Text for analysis
###
Has anyone gotten any more detail on how the rate limiting for the Chat Completion api works?
Using gtp-3.5-turbo, I’m regularly hitting 429 errors (which include my current usage which appears close to the limit, so it’s definitely org-level rate limiting, not global) even though I never exceed 30% of my 90k/minute limit (based on request start times).
I’ve tried a bunch of strategies around scheduling, backoffs and retries but the closest I’ve managed to get to the 90k TPM limit is about 30k TPM before I start seeing cascading failures.
From what I can work out, one of three things might be happening:
maybe the usage is calculated at the end of each request, which would make logical sense since the response length isn’t known upfront, but that seems pretty janky when a lot of api calls can take 20-40 seconds. It looks like when I fire off a bunch of calls over a minute sometimes they all return at nearly the same time causing a spike in quota and I have to pause for about a minute before continuing. this is unpredictable and would make the optimal throughput strategy is one where I severly limit the risk of hitting the rate limit, capping throughput at around 30k TPM. Anecdotally, this is my gut feeling - errors seem to correlate to a flood of responses close together, even though my request frequency is very consistent, as is my request/response size.
###
Given information
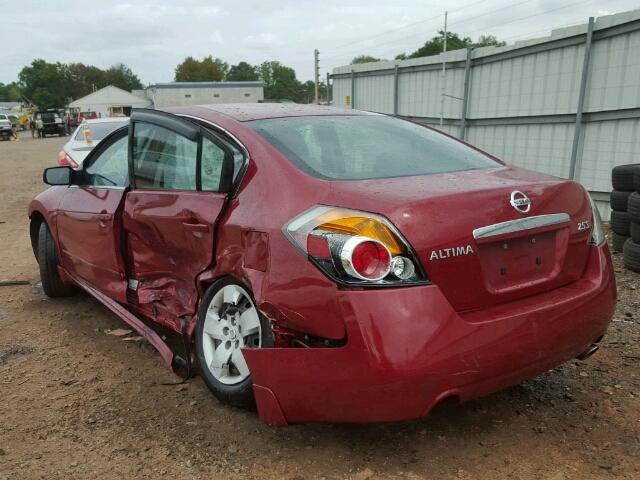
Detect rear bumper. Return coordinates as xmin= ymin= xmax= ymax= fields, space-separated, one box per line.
xmin=244 ymin=245 xmax=616 ymax=425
###
Assignment 1
From the forum post on rate limiting, copy the part that opens with the words containing "Has anyone gotten" and closes with "seeing cascading failures.".
Assignment 2
Answer these questions from the forum post on rate limiting:
(a) What is the poster's per-minute token limit?
(b) How long can many of the API calls take?
(c) About how many tokens per minute does the poster reach before cascading failures begin?
Assignment 3
List every strategy the forum post on rate limiting says the poster tried.

Task output 1
Has anyone gotten any more detail on how the rate limiting for the Chat Completion api works?
Using gtp-3.5-turbo, I’m regularly hitting 429 errors (which include my current usage which appears close to the limit, so it’s definitely org-level rate limiting, not global) even though I never exceed 30% of my 90k/minute limit (based on request start times).
I’ve tried a bunch of strategies around scheduling, backoffs and retries but the closest I’ve managed to get to the 90k TPM limit is about 30k TPM before I start seeing cascading failures.

Task output 2
(a) 90k per minute
(b) 20-40 seconds
(c) About 30k TPM

Task output 3
- Scheduling
- Backoffs
- Retries